■ Task to complete
Translate this sentence from the auto loan securitization passage into Spanish: "About 72% of the contracts are for used vehicles."

■ Quoted passage
Content starts
In Santander’s Drive Auto Receivables Trust 2021-1, the lender is sponsoring a $1.25 billion securities offering of its deeper subprime assets of its riskier low- or non-FICO loans. The deal could potentially be upsized to $1.56 billion, according to presale reports from S&P Global Ratings and Moody’s Investors Service.

The 75,790 retail installment contract loans in the deal were either acquired or originated by Santander. The weighted average non-zero FICO for the deal is 582, with borrowers paying an average of 19.01% APR on the contracts. The loans with original terms of 71 months are seasoned an average of five months.

About 72% of the contracts are for used vehicles.

Moody’s expected cumulative net loss on the deal is 23.5%, while S&P has an expected CNL range of 22.5%-23.5% for the 15thissuance from Santander’s Drive platform.

Each agency has assigned triple-A ratings to the senior portion of the capital stack.

The $435 million DT Auto Owner Trust 2021-2 is the second deal sponsored this year by DriveTime, and the 69thoverall since the used-vehicle retailer began securitizing its originations in 1996.

The deal includes five classes of notes, including a $235 million Class A tranche with preliminary AAA ratings from Kroll and S&P. All the notes will be backed by a pool of approximately $500 million in subprime auto loans that have average APRs of 22.51% on loans with average remaining principal balances of $16,991. The WA original terms were 68 months, with three months of seasoning.

The transaction includes a three-month prefunding period in which DriveTime is expected to add $100 million of pool-eligible loans to the deal after closing.

Kroll has an expected base-case loss range of 27.5%-29.5%; S&P’s expected loss is 27.75%-28.75%.
Content ends
■ Stored data
Content starts
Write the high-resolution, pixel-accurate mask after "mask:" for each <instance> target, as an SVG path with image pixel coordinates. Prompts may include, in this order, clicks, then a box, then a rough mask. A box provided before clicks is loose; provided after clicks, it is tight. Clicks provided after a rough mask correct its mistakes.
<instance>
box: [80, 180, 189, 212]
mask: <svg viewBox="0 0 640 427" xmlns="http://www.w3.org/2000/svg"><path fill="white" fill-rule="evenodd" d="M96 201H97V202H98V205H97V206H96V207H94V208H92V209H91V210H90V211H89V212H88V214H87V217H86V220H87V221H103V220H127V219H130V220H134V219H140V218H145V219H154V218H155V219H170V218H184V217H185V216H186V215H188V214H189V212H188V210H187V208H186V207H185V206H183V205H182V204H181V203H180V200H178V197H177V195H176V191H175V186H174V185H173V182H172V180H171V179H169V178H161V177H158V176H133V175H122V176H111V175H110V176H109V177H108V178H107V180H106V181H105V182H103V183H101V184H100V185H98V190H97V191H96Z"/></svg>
Content ends
■ Answer for this exercise
Alrededor del 72 % de los contratos corresponden a vehículos usados.